## FRAGMENTO DEL TEXTO
▬▬▬▬▬▬▬▬▬▬

«Decadencia», le llamarían algunos. «Locura», lo consideraron en algún punto. «Un atentado contra los valores norteamericanos»: frase ideal para quejarse de la homosexualidad. Si es así, entonces no existen personas con mayor gallardía. Para realizar un atentado se necesita valor; un sentido de decisión; una misión clara y una absoluta confianza de lo que se está realizando es para sacudir el statu quo, y –en el caso de las personas gay– rechazar el orden establecido, creando un mundo nuevo en el que sean aceptados como cualquier otra persona, sin prejuicios, sin adjetivos; sin el miedo a ser atacados, como si fuesen terroristas.
Primero existe un conflicto interno. «¿Por qué soy distinto?». «¿Por qué no me siento como debería?». Imaginamos a los primeros homosexuales que tuvieron que luchar para reconocerse. Pensamos en los jóvenes norteamericanos que crecieron bajo el ideal falso de la familia tradicional, cuya integridad no podía ser transformada ni corrompida. Fueron criados, convencidos de que forzosamente tenían que ser de cierta forma, sentirse atraídos por personas del sexo opuesto y que su propósito era sólo el de casarse y procrear para mantener el ciclo. ¿Cómo fue su lucha para deshacerse de esos ideales y aceptar la realidad y sus verdaderos deseos?
Para darnos una idea podemos mirar las fotografías de Meryl Meisler, cuyos autorretratos muestran su conexión con el pasado y el contexto que la marcó de cierta forma y la intrepidez con la que profana ese espacio, descubriendo su sexualidad en el instante.
En complejos encuadres, la fotógrafa originaria del Bronx en Nueva York tomó esas imágenes durante su periodo universitario, volviendo a casa y permitiéndose bailar alrededor del lugar que la vio crecer. Tal como cuenta en una entrevista con Vice, la mujer tuvo sus raíces en un hogar tradicional y aunque sus padres eran afectos del arte, siempre la orillaron hacia las disciplinas consideradas “femeninas”. De igual forma, pasó gran parte de su adolescencia y su temprana adultez saliendo con hombres e intentando relaciones con ellos, pero siempre tuvo una duda dentro de su mente que le hacía sentir que lo que hacía no le aportaba felicidad y que deseaba algo diferente; más grande.

▬▬▬▬▬▬▬▬▬▬

## INSTRUCCIONES
1 > Devuelve sin ningún cambio la parte del texto sobre Meryl Meisler que va desde "En complejos encuadres, la" hasta "diferente; más grande.".
2 > Sigue escribiendo el texto sobre Meryl Meisler a partir de su última oración.

## DATOS PROPORCIONADOS

▬▬▬▬▬▬▬▬▬▬

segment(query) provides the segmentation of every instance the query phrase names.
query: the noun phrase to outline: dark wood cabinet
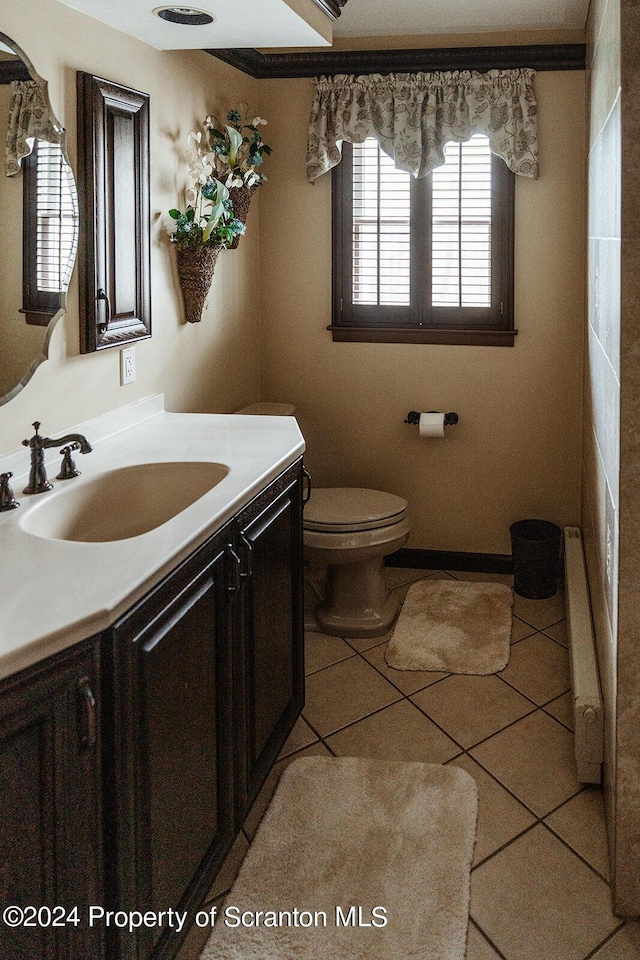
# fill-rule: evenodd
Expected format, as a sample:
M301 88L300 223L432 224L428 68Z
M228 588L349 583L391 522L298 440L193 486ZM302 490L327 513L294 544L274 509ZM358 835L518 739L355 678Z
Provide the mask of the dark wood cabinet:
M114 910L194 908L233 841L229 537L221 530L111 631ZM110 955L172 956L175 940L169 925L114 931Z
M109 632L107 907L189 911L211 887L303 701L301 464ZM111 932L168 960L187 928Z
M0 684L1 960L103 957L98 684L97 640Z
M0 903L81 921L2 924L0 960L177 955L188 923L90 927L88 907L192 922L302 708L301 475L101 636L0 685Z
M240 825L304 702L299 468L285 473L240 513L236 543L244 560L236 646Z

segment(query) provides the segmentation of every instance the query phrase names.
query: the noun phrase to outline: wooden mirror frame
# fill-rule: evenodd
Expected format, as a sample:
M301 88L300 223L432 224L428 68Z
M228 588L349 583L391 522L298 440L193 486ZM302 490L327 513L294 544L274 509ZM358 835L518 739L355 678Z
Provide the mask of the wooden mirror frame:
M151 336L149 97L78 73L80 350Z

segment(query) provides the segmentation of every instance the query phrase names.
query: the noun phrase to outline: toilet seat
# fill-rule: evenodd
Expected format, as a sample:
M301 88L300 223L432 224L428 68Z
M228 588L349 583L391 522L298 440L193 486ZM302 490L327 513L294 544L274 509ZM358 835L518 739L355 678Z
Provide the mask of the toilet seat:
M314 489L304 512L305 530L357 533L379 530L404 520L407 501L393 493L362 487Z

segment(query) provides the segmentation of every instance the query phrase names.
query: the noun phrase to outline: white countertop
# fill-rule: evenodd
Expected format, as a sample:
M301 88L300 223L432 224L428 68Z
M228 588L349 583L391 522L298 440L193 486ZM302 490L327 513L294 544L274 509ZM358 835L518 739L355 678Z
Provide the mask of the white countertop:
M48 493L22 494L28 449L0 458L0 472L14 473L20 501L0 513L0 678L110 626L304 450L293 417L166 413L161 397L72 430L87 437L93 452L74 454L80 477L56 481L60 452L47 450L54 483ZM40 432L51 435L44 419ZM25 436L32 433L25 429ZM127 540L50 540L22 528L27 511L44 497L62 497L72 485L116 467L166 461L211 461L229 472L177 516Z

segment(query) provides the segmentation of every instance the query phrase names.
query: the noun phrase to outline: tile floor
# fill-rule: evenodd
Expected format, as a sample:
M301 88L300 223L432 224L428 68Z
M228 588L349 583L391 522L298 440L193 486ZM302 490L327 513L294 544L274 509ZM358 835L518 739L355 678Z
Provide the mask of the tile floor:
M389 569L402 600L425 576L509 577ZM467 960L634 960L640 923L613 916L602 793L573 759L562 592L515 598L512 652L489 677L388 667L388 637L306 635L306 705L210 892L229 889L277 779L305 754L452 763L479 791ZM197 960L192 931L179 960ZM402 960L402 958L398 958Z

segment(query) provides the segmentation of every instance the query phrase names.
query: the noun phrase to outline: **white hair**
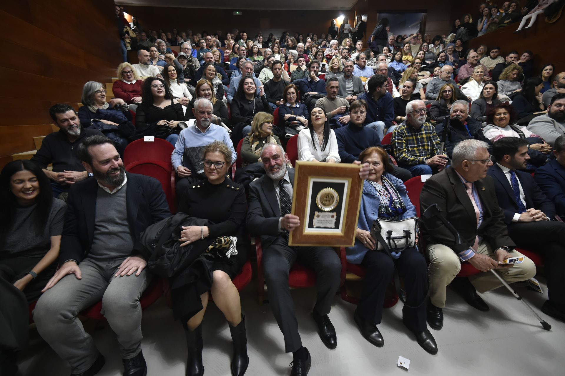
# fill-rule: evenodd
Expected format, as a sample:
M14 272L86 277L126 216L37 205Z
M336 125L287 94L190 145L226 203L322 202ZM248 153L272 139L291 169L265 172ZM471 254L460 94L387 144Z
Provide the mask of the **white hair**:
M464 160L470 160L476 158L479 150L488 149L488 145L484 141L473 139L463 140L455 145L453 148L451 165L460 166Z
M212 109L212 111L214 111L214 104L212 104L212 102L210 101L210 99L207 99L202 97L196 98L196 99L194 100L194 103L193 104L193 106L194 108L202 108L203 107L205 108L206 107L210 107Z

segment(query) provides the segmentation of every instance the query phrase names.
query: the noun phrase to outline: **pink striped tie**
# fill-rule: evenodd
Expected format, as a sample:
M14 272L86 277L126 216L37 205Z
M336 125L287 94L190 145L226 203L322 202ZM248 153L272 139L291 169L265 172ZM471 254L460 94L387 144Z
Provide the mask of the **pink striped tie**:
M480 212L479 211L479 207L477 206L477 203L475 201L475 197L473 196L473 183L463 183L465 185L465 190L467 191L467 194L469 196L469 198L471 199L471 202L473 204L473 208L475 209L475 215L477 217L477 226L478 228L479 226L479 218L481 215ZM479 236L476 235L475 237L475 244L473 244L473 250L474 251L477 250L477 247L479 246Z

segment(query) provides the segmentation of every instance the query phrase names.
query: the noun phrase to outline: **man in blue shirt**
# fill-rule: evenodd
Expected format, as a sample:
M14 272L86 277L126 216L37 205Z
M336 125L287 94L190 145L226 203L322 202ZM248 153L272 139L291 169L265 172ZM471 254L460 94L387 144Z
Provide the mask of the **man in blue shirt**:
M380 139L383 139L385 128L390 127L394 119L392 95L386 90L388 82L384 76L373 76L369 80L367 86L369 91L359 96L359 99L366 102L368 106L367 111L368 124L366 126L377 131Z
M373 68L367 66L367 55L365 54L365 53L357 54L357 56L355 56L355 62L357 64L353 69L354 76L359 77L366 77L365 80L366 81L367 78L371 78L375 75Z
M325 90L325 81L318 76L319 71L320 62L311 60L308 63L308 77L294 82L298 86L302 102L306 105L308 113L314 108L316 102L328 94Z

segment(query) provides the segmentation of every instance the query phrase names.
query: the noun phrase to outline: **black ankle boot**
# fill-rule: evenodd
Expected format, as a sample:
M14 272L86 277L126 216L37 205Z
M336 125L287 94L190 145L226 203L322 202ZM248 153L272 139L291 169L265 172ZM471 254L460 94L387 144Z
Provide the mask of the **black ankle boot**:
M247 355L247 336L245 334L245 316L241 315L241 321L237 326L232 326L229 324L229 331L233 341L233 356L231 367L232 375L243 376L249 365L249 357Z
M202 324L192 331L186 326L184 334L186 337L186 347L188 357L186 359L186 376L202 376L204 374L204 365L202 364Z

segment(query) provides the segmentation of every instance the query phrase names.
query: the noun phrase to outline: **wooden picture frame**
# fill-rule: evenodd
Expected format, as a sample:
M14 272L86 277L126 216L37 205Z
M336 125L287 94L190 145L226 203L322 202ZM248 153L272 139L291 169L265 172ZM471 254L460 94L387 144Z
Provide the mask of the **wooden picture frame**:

▬▬▬▬▬▬▬▬▬▬

## RESPUESTAS
1 >
En complejos encuadres, la fotógrafa originaria del Bronx en Nueva York tomó esas imágenes durante su periodo universitario, volviendo a casa y permitiéndose bailar alrededor del lugar que la vio crecer. Tal como cuenta en una entrevista con Vice, la mujer tuvo sus raíces en un hogar tradicional y aunque sus padres eran afectos del arte, siempre la orillaron hacia las disciplinas consideradas “femeninas”. De igual forma, pasó gran parte de su adolescencia y su temprana adultez saliendo con hombres e intentando relaciones con ellos, pero siempre tuvo una duda dentro de su mente que le hacía sentir que lo que hacía no le aportaba felicidad y que deseaba algo diferente; más grande.

2 >
Al mismo tiempo, vio que ya no era la misma persona que creció ahí, sino que era distinta; alguien más valiente, intrépida y sensual. Al mirarse en las imágenes notó que su feminidad no era igual a la de otras, sino que existía algo más complejo detrás de sus poses. La fortaleza que miró en ellas la impulsó a llevar más lejos su energía y a notar que probablemente adoraba más el cuerpo de las mujeres —y aun más el suyo— que cualquiera de los hombres que había conocido.
Fue entonces cuando el miedo desapareció. Todas las dudas de pronto se despejaron y sabía quién era la mujer en las fotografías: alguien que aceptaba su sexualidad en todos los sentidos. Ya no temía de su atracción por las mujeres, ni de los pensamientos que no encajaban con el ideal norteamericano del que todos hablaban, pero que nunca habían visto. No sólo se halló como fotógrafa —después de estudiar arte—, sino también la razón para sonreír y ver que su individualidad era hermosa y que si era necesario gritarlo, lo haría; tenía el valor suficiente para modificar el mundo para su conveniencia y disfrutar de quien era, no sólo en su habitación, sino en todas partes.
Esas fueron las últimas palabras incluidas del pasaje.